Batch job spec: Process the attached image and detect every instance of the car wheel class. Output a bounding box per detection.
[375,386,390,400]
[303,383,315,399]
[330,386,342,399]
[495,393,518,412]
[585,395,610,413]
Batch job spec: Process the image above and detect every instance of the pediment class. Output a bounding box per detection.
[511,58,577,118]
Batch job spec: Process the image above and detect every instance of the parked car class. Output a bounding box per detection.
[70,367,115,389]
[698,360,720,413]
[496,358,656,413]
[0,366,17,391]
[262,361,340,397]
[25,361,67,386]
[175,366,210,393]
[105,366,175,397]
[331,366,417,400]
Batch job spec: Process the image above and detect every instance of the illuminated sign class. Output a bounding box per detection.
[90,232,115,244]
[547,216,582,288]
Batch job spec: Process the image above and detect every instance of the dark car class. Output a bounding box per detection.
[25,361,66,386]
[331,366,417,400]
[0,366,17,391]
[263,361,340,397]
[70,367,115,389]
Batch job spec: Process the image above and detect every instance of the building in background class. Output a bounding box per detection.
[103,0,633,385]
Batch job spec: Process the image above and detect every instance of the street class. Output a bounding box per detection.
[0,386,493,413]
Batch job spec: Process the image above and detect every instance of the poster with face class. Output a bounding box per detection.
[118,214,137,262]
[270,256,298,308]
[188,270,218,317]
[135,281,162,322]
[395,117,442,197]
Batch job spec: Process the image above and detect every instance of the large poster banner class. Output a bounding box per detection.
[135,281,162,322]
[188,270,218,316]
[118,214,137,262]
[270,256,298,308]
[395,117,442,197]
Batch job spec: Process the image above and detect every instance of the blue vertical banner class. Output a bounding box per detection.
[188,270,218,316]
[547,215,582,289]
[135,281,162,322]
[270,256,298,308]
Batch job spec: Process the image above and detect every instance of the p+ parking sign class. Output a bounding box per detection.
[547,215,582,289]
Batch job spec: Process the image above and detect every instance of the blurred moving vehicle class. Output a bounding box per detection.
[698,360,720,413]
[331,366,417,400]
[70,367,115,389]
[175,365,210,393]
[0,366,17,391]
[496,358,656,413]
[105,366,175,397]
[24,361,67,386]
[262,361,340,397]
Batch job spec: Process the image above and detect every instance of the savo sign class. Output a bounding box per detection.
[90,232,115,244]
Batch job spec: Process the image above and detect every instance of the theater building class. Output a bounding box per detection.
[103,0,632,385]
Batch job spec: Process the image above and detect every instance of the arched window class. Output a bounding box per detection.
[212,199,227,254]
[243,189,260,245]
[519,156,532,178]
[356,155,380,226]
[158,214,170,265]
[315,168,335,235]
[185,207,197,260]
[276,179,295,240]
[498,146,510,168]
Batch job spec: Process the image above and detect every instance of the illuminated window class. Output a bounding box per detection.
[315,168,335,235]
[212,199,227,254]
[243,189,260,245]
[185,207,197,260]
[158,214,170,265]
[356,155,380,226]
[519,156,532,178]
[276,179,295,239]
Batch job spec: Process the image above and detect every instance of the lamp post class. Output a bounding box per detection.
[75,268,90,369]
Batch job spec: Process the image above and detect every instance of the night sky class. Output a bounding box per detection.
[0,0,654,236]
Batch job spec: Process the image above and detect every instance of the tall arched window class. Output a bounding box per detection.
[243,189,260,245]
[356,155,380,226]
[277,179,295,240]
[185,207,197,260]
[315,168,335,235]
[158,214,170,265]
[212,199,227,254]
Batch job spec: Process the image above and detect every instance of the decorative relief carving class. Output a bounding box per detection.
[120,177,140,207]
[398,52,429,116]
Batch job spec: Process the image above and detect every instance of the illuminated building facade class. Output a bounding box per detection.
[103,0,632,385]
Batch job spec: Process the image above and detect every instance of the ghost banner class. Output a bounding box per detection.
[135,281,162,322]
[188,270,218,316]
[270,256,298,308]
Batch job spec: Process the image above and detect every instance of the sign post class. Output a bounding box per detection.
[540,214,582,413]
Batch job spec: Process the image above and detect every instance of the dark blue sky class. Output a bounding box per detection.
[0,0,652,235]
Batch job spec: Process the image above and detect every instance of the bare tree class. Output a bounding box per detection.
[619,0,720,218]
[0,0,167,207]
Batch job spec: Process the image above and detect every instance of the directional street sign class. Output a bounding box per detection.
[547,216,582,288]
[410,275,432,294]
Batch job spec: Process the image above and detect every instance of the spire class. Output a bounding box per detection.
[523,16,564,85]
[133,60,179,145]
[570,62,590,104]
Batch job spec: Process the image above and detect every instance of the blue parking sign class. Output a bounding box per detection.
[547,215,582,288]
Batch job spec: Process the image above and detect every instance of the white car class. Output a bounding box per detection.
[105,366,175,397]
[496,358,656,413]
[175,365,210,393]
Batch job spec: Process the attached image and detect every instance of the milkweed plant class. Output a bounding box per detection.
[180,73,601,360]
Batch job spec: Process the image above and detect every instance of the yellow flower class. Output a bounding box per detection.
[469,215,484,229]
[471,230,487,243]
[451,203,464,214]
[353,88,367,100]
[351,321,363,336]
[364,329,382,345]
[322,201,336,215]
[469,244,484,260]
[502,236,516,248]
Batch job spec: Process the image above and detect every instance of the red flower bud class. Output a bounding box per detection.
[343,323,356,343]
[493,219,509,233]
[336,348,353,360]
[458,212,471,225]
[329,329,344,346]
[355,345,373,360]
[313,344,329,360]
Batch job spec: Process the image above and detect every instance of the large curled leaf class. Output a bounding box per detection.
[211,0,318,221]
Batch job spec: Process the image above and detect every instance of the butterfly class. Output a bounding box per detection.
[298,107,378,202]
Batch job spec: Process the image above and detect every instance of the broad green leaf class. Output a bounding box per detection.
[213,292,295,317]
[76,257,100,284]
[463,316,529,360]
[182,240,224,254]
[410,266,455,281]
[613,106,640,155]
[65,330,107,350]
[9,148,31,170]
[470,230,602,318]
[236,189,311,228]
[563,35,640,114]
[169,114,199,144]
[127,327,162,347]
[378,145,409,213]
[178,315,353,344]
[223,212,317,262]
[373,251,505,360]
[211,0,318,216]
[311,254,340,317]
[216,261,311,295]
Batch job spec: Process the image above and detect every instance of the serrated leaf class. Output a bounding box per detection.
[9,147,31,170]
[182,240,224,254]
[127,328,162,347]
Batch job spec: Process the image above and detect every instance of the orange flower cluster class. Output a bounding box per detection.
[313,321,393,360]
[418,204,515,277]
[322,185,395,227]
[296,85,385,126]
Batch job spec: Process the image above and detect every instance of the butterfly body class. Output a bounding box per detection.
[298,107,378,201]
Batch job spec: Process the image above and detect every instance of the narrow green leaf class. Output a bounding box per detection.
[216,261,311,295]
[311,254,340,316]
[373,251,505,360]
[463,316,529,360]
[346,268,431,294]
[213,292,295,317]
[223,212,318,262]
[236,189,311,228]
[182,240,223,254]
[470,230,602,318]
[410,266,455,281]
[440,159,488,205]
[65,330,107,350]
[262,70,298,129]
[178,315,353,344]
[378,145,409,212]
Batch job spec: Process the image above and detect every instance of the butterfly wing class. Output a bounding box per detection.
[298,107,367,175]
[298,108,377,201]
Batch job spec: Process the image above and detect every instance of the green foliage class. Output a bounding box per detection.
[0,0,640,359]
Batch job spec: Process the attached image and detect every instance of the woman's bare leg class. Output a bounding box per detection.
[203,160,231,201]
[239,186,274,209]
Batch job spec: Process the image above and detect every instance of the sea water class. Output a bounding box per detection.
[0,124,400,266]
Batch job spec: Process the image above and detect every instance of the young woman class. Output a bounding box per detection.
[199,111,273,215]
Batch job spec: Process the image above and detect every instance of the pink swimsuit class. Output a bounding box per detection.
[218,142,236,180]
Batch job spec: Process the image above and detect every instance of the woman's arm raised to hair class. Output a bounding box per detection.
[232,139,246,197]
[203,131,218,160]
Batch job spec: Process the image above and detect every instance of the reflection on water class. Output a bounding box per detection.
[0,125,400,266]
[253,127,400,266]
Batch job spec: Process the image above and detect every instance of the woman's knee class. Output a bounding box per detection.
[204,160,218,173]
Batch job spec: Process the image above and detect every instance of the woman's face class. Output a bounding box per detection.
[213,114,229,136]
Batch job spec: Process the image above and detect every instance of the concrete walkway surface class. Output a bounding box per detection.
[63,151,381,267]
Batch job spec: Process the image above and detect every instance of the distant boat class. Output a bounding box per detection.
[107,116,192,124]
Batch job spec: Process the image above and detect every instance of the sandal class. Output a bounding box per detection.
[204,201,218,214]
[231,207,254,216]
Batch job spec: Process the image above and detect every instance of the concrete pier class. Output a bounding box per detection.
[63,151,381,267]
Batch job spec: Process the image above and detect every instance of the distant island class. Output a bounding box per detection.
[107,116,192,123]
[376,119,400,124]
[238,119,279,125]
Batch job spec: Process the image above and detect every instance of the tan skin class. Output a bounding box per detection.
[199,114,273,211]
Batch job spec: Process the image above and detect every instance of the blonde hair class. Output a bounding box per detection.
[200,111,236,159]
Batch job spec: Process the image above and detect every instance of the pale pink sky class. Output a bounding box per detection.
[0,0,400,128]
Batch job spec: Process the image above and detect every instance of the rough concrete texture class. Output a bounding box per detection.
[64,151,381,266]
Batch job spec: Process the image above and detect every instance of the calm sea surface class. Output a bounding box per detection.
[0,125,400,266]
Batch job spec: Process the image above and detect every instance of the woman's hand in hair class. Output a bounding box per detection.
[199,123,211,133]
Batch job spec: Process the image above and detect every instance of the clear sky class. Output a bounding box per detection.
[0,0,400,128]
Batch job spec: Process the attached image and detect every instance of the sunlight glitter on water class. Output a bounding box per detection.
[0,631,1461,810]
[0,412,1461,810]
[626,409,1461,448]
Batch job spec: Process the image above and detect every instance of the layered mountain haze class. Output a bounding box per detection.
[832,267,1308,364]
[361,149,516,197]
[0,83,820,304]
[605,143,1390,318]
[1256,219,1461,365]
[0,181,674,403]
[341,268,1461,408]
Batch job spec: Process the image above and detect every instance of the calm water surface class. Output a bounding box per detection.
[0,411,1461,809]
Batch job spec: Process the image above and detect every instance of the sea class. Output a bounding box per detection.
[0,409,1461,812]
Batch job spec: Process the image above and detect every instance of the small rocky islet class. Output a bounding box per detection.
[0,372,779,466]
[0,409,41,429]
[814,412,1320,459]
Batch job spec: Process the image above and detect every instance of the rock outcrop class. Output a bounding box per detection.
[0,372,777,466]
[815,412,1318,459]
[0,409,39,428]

WRITTEN REQUEST
Would you quote, exactly and only, the lines from the one containing "the calm water" to the end of the entries?

REPLY
Batch job spec: Process the image above and detect every instance of the calm water surface class. Output a bounding box per detection.
[0,411,1461,809]
Batch job spec: Process the image above and detect every instance of the sea class. Output a bounding box per detection.
[0,409,1461,812]
Batch job spec: Process the image above and detect every instance of the small rocky islet class. Output a bounding box per detection.
[0,372,779,466]
[0,409,41,429]
[814,412,1320,459]
Batch job spec: Process the image above and detect every instance of the rock outcrop class. Output a bounding box per detection.
[0,372,777,466]
[815,412,1318,459]
[0,409,39,428]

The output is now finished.